## Provided text
────
A working MIDAS installation.
Raw diffraction data in one of the supported formats:
- GE format (.ge2, .ge3, etc.) with a matching parameter file.
- HDF5 format (.h5) — either standalone or paired with a parameter file.
- Pre-built Zarr-ZIP (.MIDAS.zip) — if data conversion was already performed.
A calibrant-derived parameter file (see FF_Calibration.md).
Python environment with: parsl, numpy, argparse, logging.

3. Command-Line Arguments

python ff_MIDAS.py [arguments]

Argument	Type	Default	Description
`-paramFN`	`str`	`''`	Parameter file name. Must provide either `-paramFN` and/or `-dataFN`.
`-dataFN`	`str`	`''`	Data file name (HDF5 or pre-built ZIP).
`-resultFolder`	`str`	`''` (cwd)	Output folder for results. Defaults to current directory.
`-nCPUs`	`int`	`10`	Number of CPU cores for local execution.
`-machineName`	`str`	`local`	Execution target: `local`, `orthrosnew`, `orthrosall`, `umich`, `marquette`, `purdue`.
`-nNodes`	`int`	`-1` (auto)	Number of compute nodes. Auto-detected if omitted.
`-startLayerNr`	`int`	`1`	First layer number to process.
`-endLayerNr`	`int`	`1`	Last layer number to process.
`-fileName`	`str`	`''`	Process a specific file. Overrides `-startLayerNr`/`-endLayerNr`.
`-convertFiles`	`int`	`1`	`1` = convert raw data to Zarr-ZIP; `0` = Zarr-ZIP already exists.
`-doPeakSearch`	`int`	`1`	`1` = run peak search; `0` = skip (peaks already found).
`-peakSearchOnly`	`int`	`0`	`1` = stop after peak search (no indexing/refinement).
`-numFrameChunks`	`int`	`-1`	Chunk data for low-RAM systems. `-1` disables chunking.
`-preProcThresh`	`int`	`-1`	Pre-processing threshold above dark. `-1` disables; `0` = dark subtraction only.
`-provideInputAll`	`int`	`0`	`1` = supply `InputAllExtraInfoFittingAll.csv` directly. Result folder must contain this file.
`-rawDir`	`str`	`''`	Override `RawFolder` in the parameter file.
`-grainsFile`	`str`	`''`	Seed grains file for grain finding (sets `MinNrSpots` to 1).
`-nfResultDir`	`str`	`''`	NF result directory containing per-layer seed grains. Each layer looks for its own NF-derived `Grains.csv` to use as seed orientations.
`-batchMode`	`int`	`0`	`1` = auto-detect files with varying stems across layers. Files in `RawFolder` are matched by the pattern `{stem}_{zero-padded-number}{ext}`; dark files (stem starting with `dark_`) are automatically skipped.
────
## Set tasks
• 1. In the MIDAS text, rewrite everything from "Raw diffraction data" down to "a parameter file.", replacing "parameter file" with "configuration file".
• 2. Answer these questions about the MIDAS text:
(a) Which packages must the Python environment include?
(b) What extension does a pre-built Zarr-ZIP file carry?
(c) What is the default value of `-nCPUs`?
────
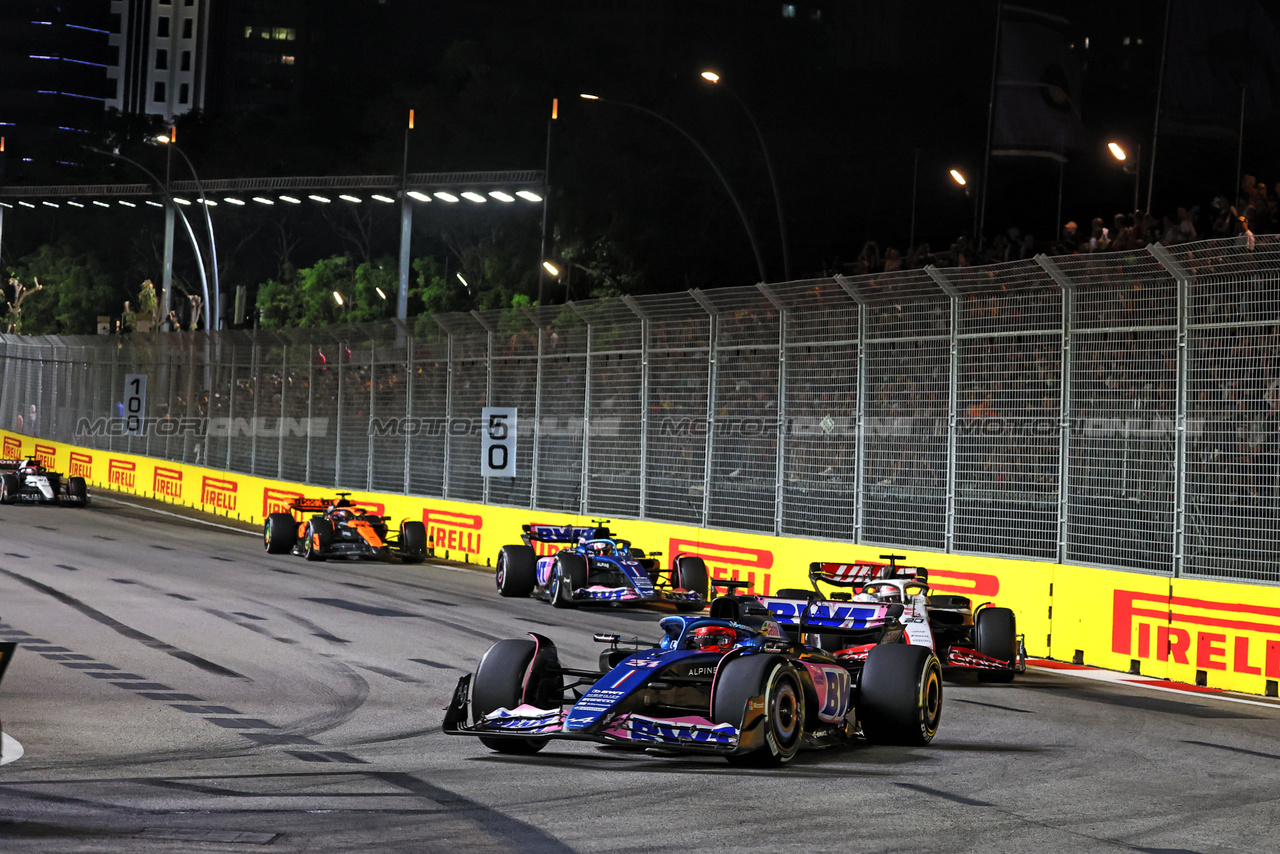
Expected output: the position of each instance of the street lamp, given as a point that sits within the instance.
(712, 77)
(741, 211)
(1121, 155)
(209, 222)
(959, 177)
(182, 214)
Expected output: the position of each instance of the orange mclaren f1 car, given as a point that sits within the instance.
(323, 528)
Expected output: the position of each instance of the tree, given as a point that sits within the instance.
(78, 291)
(13, 318)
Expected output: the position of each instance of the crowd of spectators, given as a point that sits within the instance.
(1256, 210)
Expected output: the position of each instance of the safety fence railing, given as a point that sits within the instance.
(1119, 409)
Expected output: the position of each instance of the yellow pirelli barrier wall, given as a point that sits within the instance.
(1210, 633)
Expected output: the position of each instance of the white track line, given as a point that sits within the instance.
(165, 512)
(241, 530)
(1153, 684)
(9, 749)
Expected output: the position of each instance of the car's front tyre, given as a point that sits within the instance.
(516, 572)
(279, 533)
(900, 698)
(499, 683)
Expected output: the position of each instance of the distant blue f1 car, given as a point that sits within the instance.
(597, 567)
(730, 683)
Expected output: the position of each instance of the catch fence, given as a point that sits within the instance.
(1119, 410)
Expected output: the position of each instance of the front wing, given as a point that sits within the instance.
(691, 734)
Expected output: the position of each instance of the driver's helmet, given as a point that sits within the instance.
(714, 639)
(880, 593)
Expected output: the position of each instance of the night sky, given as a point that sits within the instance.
(856, 106)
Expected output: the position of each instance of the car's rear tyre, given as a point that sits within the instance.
(279, 533)
(319, 537)
(771, 677)
(691, 574)
(568, 574)
(412, 542)
(9, 488)
(995, 633)
(516, 572)
(78, 491)
(900, 700)
(499, 683)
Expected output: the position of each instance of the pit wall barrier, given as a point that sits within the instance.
(1215, 634)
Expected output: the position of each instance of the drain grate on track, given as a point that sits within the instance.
(191, 835)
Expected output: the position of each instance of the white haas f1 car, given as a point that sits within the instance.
(597, 567)
(28, 482)
(982, 639)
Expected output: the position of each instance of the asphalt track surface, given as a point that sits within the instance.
(179, 690)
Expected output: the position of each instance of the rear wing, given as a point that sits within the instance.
(558, 533)
(855, 575)
(319, 505)
(831, 617)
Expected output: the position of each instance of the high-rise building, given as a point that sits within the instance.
(53, 80)
(160, 56)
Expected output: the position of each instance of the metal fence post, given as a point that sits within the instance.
(1064, 405)
(859, 405)
(337, 455)
(311, 400)
(284, 377)
(952, 397)
(538, 410)
(1183, 281)
(488, 382)
(448, 407)
(373, 402)
(712, 342)
(644, 400)
(780, 462)
(584, 479)
(257, 400)
(408, 402)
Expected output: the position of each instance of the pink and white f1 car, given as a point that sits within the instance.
(981, 639)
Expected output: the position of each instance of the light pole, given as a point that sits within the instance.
(191, 232)
(956, 176)
(547, 195)
(712, 77)
(1121, 155)
(215, 310)
(741, 211)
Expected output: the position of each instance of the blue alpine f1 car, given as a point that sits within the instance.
(730, 683)
(597, 567)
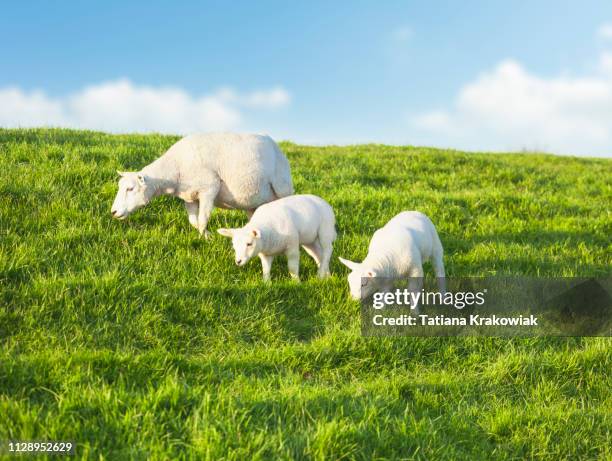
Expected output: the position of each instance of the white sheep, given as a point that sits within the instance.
(398, 249)
(226, 170)
(281, 227)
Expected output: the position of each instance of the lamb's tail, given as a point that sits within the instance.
(281, 182)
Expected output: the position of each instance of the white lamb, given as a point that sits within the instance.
(398, 249)
(281, 227)
(226, 170)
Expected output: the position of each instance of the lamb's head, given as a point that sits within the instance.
(246, 242)
(362, 279)
(135, 191)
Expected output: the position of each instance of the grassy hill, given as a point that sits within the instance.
(139, 339)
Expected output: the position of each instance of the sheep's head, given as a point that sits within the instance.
(135, 191)
(362, 279)
(246, 243)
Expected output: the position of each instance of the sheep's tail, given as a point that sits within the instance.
(281, 182)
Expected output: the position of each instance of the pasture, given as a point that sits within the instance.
(141, 340)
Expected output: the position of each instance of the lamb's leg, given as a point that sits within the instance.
(192, 211)
(206, 204)
(293, 261)
(266, 265)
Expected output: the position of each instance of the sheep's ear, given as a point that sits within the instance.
(142, 179)
(350, 264)
(226, 232)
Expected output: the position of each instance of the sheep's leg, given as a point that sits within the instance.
(438, 265)
(325, 258)
(206, 204)
(266, 265)
(293, 261)
(415, 283)
(327, 235)
(192, 211)
(314, 250)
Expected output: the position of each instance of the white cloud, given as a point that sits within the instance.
(605, 31)
(121, 106)
(509, 108)
(402, 34)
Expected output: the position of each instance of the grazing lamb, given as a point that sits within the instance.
(281, 227)
(226, 170)
(398, 249)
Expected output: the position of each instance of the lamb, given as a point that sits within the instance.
(281, 227)
(227, 170)
(398, 249)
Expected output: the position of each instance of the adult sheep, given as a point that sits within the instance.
(227, 170)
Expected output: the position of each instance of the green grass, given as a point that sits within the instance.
(140, 340)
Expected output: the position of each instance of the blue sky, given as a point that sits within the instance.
(473, 75)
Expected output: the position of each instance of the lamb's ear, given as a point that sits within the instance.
(350, 264)
(142, 179)
(226, 232)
────
## Per-task answers
• 1.
Raw diffraction data in one of the supported formats:
- GE format (.ge2, .ge3, etc.) with a matching configuration file.
- HDF5 format (.h5) — either standalone or paired with a configuration file.

• 2.
(a) parsl, numpy, argparse and logging.
(b) .MIDAS.zip
(c) 10